Required action: Determine how many lines of the records include "beam", and answer with the number alone.

**********

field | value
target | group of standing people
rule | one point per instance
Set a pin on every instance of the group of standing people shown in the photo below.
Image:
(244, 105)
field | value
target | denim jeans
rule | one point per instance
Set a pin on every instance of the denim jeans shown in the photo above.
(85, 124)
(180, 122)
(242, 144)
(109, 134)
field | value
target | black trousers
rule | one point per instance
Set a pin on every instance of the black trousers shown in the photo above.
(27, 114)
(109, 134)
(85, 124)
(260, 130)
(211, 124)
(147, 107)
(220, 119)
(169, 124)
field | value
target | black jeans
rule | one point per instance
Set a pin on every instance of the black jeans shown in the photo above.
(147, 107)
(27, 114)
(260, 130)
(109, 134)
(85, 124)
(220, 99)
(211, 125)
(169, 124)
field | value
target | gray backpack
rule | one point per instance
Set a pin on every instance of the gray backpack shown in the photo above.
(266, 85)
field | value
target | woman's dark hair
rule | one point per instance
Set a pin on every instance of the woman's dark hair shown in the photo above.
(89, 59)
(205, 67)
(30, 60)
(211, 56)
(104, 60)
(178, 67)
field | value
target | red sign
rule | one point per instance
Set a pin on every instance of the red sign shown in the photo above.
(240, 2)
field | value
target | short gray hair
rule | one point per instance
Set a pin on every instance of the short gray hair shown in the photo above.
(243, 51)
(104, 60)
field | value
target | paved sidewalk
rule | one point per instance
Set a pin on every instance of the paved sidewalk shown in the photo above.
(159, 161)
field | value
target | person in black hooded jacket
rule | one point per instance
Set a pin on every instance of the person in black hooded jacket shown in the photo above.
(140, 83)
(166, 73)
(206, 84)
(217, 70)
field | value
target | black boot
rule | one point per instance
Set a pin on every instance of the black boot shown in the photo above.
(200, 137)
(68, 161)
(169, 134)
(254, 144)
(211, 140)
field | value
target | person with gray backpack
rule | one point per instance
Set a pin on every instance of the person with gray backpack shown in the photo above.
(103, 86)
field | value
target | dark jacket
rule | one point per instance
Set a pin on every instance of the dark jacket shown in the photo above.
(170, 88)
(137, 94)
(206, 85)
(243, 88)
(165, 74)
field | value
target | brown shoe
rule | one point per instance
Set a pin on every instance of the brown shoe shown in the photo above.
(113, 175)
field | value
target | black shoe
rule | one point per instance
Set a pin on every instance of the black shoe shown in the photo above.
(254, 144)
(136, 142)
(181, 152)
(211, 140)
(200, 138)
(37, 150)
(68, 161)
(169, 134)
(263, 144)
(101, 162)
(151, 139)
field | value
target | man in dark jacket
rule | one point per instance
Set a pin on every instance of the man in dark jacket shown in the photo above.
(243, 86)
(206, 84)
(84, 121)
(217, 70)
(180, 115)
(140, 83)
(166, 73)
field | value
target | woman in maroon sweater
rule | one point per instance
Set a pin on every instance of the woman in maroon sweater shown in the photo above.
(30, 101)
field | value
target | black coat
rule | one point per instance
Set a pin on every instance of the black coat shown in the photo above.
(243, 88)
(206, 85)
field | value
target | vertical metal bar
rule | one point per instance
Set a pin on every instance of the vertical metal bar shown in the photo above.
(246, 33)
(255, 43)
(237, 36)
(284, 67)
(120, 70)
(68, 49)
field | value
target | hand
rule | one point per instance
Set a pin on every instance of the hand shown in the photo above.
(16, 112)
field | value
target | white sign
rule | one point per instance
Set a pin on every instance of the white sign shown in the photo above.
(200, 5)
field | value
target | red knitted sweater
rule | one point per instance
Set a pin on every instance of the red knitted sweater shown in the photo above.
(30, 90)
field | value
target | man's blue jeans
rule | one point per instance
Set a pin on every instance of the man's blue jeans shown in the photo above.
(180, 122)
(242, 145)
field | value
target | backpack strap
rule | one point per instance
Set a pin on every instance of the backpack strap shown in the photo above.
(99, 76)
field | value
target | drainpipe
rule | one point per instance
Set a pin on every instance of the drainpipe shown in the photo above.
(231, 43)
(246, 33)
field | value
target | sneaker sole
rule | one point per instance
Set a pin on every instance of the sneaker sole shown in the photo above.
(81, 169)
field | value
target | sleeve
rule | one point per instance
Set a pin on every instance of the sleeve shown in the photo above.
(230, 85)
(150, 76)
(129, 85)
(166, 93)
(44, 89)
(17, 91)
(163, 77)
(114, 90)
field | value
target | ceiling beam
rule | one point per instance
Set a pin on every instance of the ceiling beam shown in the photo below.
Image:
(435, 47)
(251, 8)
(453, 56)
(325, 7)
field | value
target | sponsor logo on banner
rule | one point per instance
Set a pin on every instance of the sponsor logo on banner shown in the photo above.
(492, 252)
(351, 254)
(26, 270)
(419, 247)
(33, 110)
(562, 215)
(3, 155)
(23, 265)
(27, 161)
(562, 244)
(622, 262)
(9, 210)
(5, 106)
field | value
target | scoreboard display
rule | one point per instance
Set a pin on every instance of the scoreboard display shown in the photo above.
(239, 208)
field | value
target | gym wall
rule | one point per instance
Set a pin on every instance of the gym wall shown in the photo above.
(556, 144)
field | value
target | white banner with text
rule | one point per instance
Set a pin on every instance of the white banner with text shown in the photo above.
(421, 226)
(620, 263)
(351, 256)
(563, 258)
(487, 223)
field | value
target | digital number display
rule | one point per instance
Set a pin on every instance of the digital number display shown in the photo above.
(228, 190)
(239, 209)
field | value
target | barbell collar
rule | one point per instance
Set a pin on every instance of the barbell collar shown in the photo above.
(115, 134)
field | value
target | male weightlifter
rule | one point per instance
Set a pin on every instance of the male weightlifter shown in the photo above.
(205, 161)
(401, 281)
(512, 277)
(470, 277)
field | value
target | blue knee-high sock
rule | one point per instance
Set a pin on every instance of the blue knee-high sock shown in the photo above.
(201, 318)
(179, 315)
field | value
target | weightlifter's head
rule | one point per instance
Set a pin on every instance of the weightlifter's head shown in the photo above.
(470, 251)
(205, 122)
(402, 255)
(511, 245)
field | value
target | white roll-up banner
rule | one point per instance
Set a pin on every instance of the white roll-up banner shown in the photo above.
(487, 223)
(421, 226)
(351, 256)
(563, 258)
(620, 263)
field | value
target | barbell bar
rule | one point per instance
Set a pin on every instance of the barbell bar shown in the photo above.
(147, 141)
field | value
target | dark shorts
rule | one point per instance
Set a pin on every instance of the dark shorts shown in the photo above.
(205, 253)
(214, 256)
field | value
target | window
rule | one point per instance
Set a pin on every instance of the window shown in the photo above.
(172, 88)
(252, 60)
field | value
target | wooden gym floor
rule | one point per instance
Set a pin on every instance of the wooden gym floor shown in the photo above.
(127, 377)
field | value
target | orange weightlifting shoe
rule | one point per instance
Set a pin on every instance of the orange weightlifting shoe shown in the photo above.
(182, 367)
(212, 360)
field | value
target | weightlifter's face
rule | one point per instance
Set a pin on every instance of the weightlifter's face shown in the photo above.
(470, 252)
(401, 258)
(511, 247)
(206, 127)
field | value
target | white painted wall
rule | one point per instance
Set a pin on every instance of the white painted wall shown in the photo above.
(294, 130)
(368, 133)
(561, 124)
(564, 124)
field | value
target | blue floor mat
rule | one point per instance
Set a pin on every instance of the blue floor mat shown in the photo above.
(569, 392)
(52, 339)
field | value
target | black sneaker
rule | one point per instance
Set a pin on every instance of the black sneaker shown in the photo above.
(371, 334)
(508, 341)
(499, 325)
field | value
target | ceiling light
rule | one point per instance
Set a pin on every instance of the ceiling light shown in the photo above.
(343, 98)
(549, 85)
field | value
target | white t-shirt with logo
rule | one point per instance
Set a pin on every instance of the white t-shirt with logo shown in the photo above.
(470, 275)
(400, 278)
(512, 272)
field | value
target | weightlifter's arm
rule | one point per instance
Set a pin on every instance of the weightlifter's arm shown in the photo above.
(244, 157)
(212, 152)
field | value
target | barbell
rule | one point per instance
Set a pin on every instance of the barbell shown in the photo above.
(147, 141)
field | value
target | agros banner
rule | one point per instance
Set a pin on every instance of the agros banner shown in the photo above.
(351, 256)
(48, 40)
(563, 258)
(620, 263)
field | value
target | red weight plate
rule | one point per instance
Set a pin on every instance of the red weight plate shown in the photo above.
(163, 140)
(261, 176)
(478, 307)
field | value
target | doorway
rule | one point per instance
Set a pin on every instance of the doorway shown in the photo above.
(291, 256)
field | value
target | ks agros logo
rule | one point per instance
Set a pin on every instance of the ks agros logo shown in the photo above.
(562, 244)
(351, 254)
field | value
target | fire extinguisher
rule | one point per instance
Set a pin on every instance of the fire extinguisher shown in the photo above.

**********

Task output: 2